Supplied entries:
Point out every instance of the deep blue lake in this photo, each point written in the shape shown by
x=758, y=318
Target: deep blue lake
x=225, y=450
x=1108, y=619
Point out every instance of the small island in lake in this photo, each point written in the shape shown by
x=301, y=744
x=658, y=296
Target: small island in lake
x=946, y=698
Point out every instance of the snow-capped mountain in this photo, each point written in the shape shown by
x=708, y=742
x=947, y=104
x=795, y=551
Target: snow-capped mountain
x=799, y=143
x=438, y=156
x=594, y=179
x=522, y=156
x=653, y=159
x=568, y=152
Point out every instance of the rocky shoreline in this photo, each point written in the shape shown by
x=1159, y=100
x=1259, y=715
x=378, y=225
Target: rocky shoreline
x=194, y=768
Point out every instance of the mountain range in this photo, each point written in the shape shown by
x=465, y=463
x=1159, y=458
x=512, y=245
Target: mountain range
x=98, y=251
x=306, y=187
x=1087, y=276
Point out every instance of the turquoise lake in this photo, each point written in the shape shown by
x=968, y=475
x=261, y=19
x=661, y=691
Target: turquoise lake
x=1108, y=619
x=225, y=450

Exercise prompt: Revise the listing above by replacing every occurrence of "Target" with "Label", leaving all other text as it stands.

Answer to this problem:
Point out every instance of the deep blue lake in this photo, each point written in the shape shown by
x=758, y=318
Label: deep blue lake
x=225, y=450
x=1108, y=619
Point out every instance of the small island in lake in this photo, each point written in the shape shown by
x=301, y=744
x=658, y=296
Label: small island in lake
x=946, y=698
Point out every instance of the snow-capped mountain in this photo, each point written in the shape shown by
x=708, y=742
x=947, y=104
x=795, y=551
Label: snow-capped mountain
x=799, y=143
x=438, y=156
x=594, y=179
x=522, y=156
x=653, y=159
x=568, y=152
Point out every instance of the rocky shoreline in this photo, each point written in the shape shown by
x=1159, y=100
x=1259, y=715
x=378, y=225
Label: rocky shoreline
x=194, y=768
Point out every instance of the mountain range in this photo, each point written in the shape shown by
x=465, y=463
x=1159, y=458
x=512, y=245
Label: mountain range
x=98, y=251
x=306, y=187
x=1087, y=276
Point out every instance of the turquoise lake in this photo, each point written in the shape shown by
x=968, y=475
x=261, y=19
x=661, y=691
Label: turquoise lake
x=1108, y=619
x=225, y=450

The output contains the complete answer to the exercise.